● **Aim**
Reproduce the material below verbatim, starting with the line containing "Pin the palm" and continuing through the final line. Omit the pictures from your answer.

(Dataset rows)
──────────

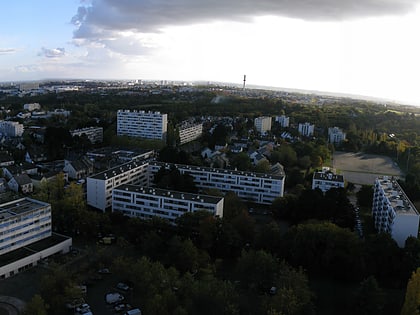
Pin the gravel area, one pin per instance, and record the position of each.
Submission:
(363, 169)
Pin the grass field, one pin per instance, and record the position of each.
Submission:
(363, 169)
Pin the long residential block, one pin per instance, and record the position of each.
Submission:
(249, 186)
(147, 202)
(100, 186)
(393, 212)
(26, 236)
(148, 125)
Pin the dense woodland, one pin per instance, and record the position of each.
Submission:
(207, 265)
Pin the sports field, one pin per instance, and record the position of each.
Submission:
(360, 168)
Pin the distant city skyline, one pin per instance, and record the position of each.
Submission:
(360, 47)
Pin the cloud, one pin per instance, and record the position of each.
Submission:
(4, 51)
(151, 15)
(52, 53)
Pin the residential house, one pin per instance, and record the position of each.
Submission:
(21, 183)
(78, 169)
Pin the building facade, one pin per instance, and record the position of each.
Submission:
(94, 134)
(31, 106)
(327, 179)
(189, 132)
(148, 125)
(255, 187)
(262, 124)
(23, 222)
(100, 186)
(145, 203)
(11, 128)
(26, 236)
(336, 135)
(306, 129)
(393, 212)
(283, 121)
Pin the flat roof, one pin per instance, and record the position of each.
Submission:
(329, 176)
(117, 170)
(170, 193)
(20, 206)
(219, 170)
(396, 196)
(30, 249)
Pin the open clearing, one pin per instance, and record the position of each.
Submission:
(360, 168)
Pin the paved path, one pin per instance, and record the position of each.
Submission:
(11, 305)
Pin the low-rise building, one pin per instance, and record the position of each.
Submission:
(148, 125)
(393, 212)
(147, 202)
(327, 179)
(336, 135)
(306, 129)
(94, 134)
(26, 236)
(11, 128)
(255, 187)
(21, 183)
(283, 121)
(31, 106)
(189, 131)
(100, 186)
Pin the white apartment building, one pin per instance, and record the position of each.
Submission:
(283, 121)
(100, 186)
(24, 223)
(94, 134)
(262, 124)
(327, 179)
(393, 212)
(31, 106)
(306, 129)
(189, 132)
(11, 128)
(146, 202)
(148, 125)
(336, 135)
(255, 187)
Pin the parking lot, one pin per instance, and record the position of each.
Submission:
(26, 284)
(363, 169)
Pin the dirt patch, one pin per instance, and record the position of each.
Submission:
(363, 169)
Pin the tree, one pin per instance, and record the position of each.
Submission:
(263, 167)
(369, 298)
(412, 297)
(241, 161)
(324, 248)
(365, 196)
(36, 306)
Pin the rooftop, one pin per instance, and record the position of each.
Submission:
(30, 249)
(20, 206)
(117, 170)
(170, 194)
(396, 196)
(219, 170)
(330, 176)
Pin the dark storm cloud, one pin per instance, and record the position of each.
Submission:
(150, 15)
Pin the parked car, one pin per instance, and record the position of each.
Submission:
(113, 298)
(122, 286)
(104, 271)
(83, 309)
(122, 307)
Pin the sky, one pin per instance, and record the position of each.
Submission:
(362, 47)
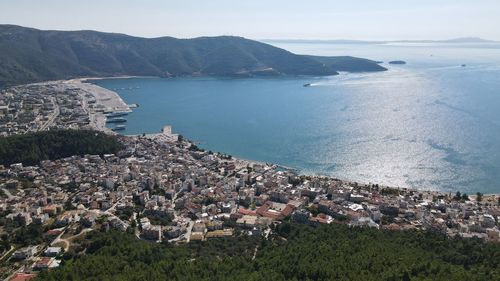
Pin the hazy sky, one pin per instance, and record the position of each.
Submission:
(263, 19)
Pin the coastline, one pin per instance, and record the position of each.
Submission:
(111, 99)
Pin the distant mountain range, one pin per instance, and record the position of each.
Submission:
(464, 40)
(31, 55)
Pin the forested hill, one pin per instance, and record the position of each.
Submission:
(324, 253)
(30, 55)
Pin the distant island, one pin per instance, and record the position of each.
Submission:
(463, 40)
(32, 55)
(397, 62)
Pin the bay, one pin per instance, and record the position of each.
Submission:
(430, 124)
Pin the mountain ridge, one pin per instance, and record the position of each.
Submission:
(32, 55)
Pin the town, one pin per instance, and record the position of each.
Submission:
(165, 189)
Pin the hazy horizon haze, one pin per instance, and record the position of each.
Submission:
(383, 20)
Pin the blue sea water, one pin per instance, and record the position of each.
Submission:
(429, 124)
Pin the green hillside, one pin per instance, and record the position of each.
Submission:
(31, 55)
(300, 253)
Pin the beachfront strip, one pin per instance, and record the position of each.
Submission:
(162, 187)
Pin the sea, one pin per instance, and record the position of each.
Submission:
(431, 124)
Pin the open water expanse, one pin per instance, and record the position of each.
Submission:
(429, 124)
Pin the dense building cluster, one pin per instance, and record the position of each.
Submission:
(164, 188)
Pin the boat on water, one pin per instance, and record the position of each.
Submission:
(118, 128)
(116, 120)
(116, 114)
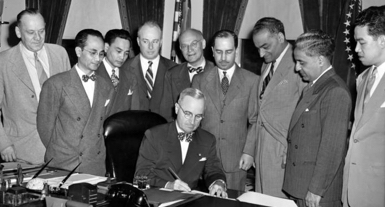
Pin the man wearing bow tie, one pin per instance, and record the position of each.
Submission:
(117, 46)
(180, 145)
(72, 110)
(192, 44)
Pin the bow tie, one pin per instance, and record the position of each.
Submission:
(182, 135)
(86, 77)
(198, 69)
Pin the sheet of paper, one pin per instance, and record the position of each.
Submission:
(76, 178)
(265, 200)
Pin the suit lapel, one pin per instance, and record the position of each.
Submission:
(77, 94)
(173, 147)
(20, 69)
(235, 85)
(212, 85)
(374, 103)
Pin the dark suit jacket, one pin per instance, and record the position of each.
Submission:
(135, 67)
(228, 119)
(161, 149)
(126, 96)
(176, 80)
(317, 140)
(69, 128)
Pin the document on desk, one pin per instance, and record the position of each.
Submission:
(265, 200)
(76, 178)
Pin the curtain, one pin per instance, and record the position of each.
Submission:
(133, 13)
(221, 14)
(55, 14)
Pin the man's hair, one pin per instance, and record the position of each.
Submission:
(115, 33)
(192, 92)
(150, 24)
(25, 12)
(225, 34)
(82, 36)
(273, 25)
(374, 18)
(197, 32)
(316, 43)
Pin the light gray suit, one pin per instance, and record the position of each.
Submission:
(268, 143)
(364, 172)
(19, 102)
(69, 127)
(227, 117)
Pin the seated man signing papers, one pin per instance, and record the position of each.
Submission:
(181, 147)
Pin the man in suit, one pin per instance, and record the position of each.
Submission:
(192, 44)
(180, 145)
(230, 105)
(364, 172)
(72, 110)
(23, 70)
(319, 126)
(278, 92)
(117, 46)
(149, 67)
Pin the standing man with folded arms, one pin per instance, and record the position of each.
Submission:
(72, 110)
(23, 70)
(230, 105)
(149, 67)
(318, 127)
(192, 44)
(278, 92)
(364, 172)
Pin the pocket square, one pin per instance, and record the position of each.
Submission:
(130, 92)
(107, 101)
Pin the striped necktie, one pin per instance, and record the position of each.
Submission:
(40, 70)
(267, 79)
(149, 80)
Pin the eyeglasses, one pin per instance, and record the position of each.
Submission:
(189, 115)
(94, 53)
(193, 45)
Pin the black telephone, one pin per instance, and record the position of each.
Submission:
(125, 195)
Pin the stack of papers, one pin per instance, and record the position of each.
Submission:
(265, 200)
(76, 178)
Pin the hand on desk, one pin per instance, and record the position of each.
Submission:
(218, 189)
(8, 154)
(178, 185)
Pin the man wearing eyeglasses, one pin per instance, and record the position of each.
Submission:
(72, 110)
(192, 44)
(181, 147)
(149, 67)
(117, 46)
(23, 70)
(230, 106)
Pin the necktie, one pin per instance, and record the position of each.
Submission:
(114, 78)
(89, 77)
(369, 86)
(149, 79)
(185, 136)
(198, 69)
(225, 83)
(40, 70)
(267, 78)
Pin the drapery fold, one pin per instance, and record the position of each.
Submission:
(55, 14)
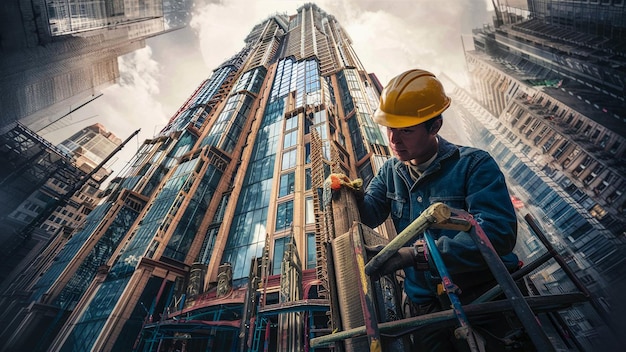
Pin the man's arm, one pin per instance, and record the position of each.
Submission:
(374, 206)
(488, 200)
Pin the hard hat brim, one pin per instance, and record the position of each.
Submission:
(401, 121)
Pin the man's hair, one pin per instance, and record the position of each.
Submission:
(429, 124)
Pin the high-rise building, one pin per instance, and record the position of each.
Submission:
(549, 84)
(227, 181)
(47, 192)
(56, 56)
(212, 239)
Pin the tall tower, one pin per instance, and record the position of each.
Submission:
(58, 55)
(550, 81)
(223, 201)
(47, 193)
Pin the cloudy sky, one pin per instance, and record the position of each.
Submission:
(388, 36)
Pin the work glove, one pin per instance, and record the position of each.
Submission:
(334, 182)
(415, 255)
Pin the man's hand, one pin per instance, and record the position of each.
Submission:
(415, 256)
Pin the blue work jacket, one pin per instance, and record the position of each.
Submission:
(460, 177)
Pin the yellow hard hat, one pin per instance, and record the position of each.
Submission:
(411, 98)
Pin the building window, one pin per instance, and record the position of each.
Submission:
(291, 138)
(311, 251)
(284, 215)
(279, 252)
(309, 215)
(289, 159)
(287, 184)
(307, 178)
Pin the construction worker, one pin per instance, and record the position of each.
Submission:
(427, 169)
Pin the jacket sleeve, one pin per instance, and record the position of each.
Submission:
(489, 202)
(374, 207)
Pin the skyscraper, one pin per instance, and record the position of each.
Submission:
(47, 191)
(58, 55)
(549, 84)
(226, 183)
(211, 240)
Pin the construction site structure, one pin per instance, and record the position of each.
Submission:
(218, 235)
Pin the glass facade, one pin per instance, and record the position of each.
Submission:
(229, 186)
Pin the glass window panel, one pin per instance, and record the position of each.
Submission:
(287, 184)
(284, 215)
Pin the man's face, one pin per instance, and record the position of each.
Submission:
(413, 143)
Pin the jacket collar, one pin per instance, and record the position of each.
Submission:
(445, 150)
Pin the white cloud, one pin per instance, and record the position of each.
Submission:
(388, 36)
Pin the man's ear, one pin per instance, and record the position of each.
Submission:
(435, 127)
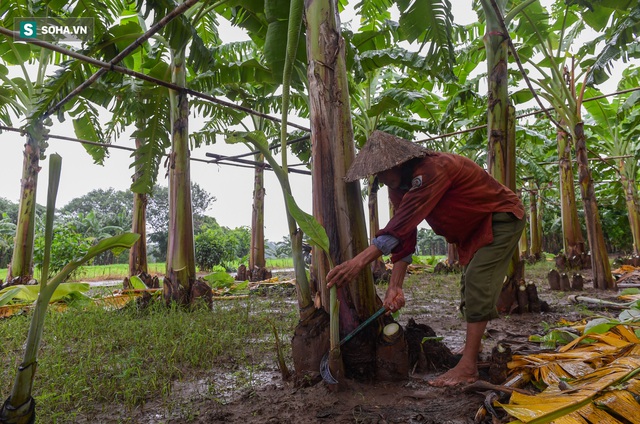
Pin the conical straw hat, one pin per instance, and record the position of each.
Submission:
(382, 151)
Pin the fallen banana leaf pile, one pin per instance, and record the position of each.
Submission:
(594, 378)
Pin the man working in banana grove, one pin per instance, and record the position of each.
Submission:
(460, 201)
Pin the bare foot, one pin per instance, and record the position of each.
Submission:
(454, 377)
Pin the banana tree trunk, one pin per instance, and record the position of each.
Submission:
(337, 205)
(525, 252)
(572, 235)
(633, 204)
(21, 267)
(501, 150)
(138, 252)
(256, 255)
(181, 268)
(602, 277)
(498, 105)
(534, 227)
(377, 266)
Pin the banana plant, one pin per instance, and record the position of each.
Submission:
(19, 408)
(617, 126)
(559, 85)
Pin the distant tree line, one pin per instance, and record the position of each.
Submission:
(101, 213)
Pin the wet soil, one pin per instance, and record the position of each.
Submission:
(269, 399)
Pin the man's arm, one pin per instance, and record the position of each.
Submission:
(349, 270)
(394, 298)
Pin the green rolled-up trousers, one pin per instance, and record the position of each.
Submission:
(484, 275)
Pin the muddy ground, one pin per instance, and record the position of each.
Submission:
(271, 400)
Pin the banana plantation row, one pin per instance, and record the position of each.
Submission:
(404, 67)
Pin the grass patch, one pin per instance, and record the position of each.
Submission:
(119, 271)
(92, 358)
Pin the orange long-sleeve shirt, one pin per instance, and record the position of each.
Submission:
(457, 199)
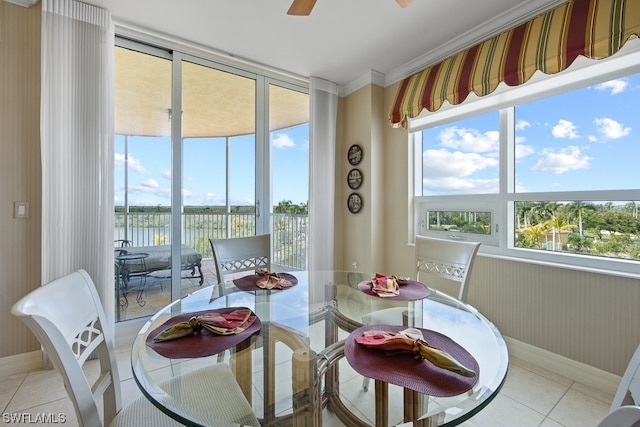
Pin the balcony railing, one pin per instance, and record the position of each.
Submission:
(289, 237)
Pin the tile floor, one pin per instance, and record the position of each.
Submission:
(531, 396)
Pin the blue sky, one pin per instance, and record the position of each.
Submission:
(587, 139)
(204, 169)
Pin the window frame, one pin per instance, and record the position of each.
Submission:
(582, 73)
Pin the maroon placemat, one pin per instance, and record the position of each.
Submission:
(404, 370)
(200, 344)
(410, 290)
(248, 283)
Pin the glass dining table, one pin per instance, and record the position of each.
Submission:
(300, 362)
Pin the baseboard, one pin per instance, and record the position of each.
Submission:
(20, 363)
(577, 371)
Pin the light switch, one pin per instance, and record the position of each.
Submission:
(21, 209)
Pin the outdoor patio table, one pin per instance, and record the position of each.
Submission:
(291, 362)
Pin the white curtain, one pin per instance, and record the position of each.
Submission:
(324, 109)
(76, 132)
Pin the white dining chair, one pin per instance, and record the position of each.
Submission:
(434, 258)
(67, 317)
(241, 254)
(448, 259)
(623, 416)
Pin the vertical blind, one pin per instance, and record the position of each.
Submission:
(549, 43)
(76, 142)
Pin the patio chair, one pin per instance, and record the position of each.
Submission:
(628, 392)
(67, 317)
(436, 258)
(241, 254)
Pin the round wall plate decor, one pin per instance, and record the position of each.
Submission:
(354, 202)
(354, 179)
(355, 154)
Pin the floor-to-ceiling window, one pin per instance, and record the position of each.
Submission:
(203, 150)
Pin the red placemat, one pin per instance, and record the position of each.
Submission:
(201, 344)
(410, 290)
(404, 370)
(248, 283)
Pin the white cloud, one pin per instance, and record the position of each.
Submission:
(561, 161)
(282, 140)
(150, 183)
(134, 164)
(522, 124)
(443, 163)
(611, 129)
(564, 129)
(469, 140)
(523, 150)
(613, 86)
(451, 185)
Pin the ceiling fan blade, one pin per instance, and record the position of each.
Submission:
(301, 7)
(404, 3)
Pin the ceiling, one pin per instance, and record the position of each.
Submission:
(341, 41)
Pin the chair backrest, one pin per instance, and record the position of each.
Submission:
(449, 259)
(624, 416)
(241, 254)
(629, 389)
(66, 316)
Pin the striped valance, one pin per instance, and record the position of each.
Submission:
(549, 43)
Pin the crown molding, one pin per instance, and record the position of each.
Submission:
(372, 77)
(503, 22)
(23, 3)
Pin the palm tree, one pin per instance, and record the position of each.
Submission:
(558, 223)
(578, 208)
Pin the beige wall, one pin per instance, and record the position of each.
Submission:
(20, 178)
(591, 318)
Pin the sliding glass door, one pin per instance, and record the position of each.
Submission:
(202, 150)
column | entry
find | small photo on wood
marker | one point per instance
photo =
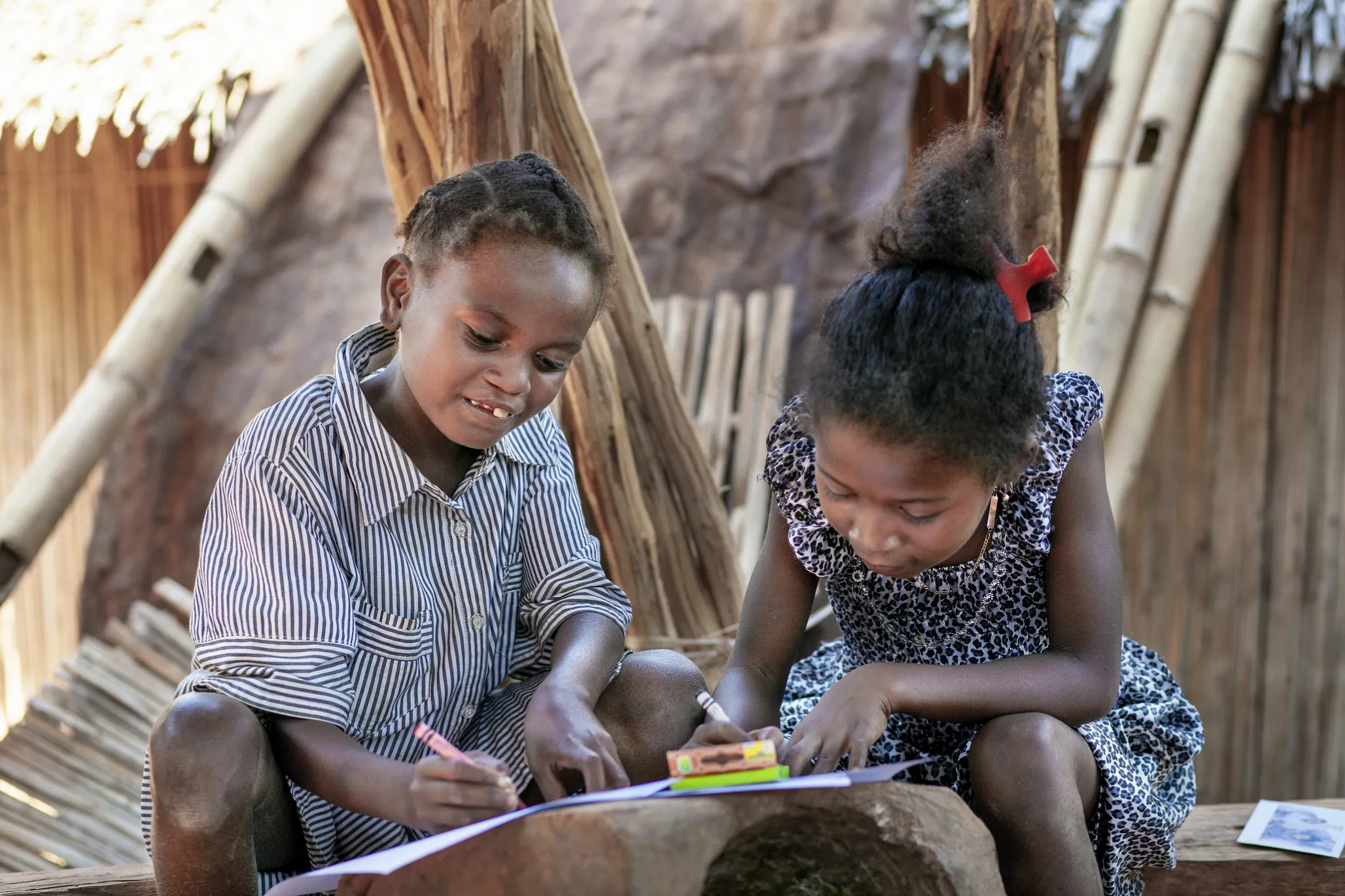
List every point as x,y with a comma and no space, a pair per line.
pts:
1304,829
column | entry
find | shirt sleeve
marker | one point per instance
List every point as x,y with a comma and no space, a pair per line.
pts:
271,611
563,571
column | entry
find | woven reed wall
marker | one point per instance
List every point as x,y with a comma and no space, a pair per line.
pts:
77,239
1234,544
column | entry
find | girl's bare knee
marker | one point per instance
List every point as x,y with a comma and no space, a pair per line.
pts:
652,708
205,753
1021,762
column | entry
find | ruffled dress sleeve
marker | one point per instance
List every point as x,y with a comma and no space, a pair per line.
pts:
1074,405
791,473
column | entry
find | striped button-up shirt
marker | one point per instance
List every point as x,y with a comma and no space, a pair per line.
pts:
338,583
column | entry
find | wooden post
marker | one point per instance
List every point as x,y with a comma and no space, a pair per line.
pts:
1012,78
457,84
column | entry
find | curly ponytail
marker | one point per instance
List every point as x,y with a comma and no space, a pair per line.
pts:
924,347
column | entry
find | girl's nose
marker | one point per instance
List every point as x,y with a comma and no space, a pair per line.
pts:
510,375
868,540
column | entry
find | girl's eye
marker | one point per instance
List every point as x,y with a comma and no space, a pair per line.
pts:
482,339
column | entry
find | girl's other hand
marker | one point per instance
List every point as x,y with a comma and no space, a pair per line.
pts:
849,719
713,734
563,734
448,793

──────────

● **Reply to the task**
Pin the palm tree, one pin per instance, and record the position of each.
Submission:
(558, 223)
(578, 208)
Pin the beige wall, one pin per instance, and record the position of each.
Submission:
(20, 178)
(591, 318)
Pin the sliding glass door, one pin per instance, and record the position of each.
Submission:
(202, 150)
column | entry
find | small photo on wood
marker | one point per instance
photo =
List every point as x,y with a comma and no space, a pair per line.
pts:
1304,829
column | entry
find | shirt sleeve
marker | one point per instance
List every point as x,y with a comma and no space, a pair per line.
pts:
271,611
563,571
column | entry
find | woven reed wall
marker | one point per instance
List every point as x,y with a comma and no space, a pair per line.
pts:
77,239
1234,544
column | entry
find | girl's bare knee
marker | one point per instance
List every point as x,y with a comma and no space, a pair per line.
pts:
652,708
205,753
1021,762
column | entry
find | ruffled dress sleeve
marker | one point per instance
List every point as x,y with a comma and no space, a pair per line.
pts:
1074,405
791,473
column | entry
find | striped button-up shirt
marker | one point per instance
List every point as x,y with a comma and no space, a pair per line.
pts:
338,583
column | entry
find | wooden post
marker | one point per instance
List every point as x,y with a comma and no space, a pair per line.
pts:
1012,78
457,84
column | entry
find | curly ponytail
marker | one point per instance
List every point as x,y with a comma and no space, a pair per line.
pts:
924,347
column | entry
find | girl's nose
marker | one point per instance
List every point as x,y with a comma and no space, a pair per line.
pts:
510,375
868,540
column | entry
find | girl's eye
marker | one point per instance
List every point as x,y with a comma and no space, a pair per line.
pts:
482,339
column | entry
find | girl's other hand
marker | one point per instance
List every point as x,y with a comma and no space, a pair per line.
pts:
849,719
713,734
563,734
448,793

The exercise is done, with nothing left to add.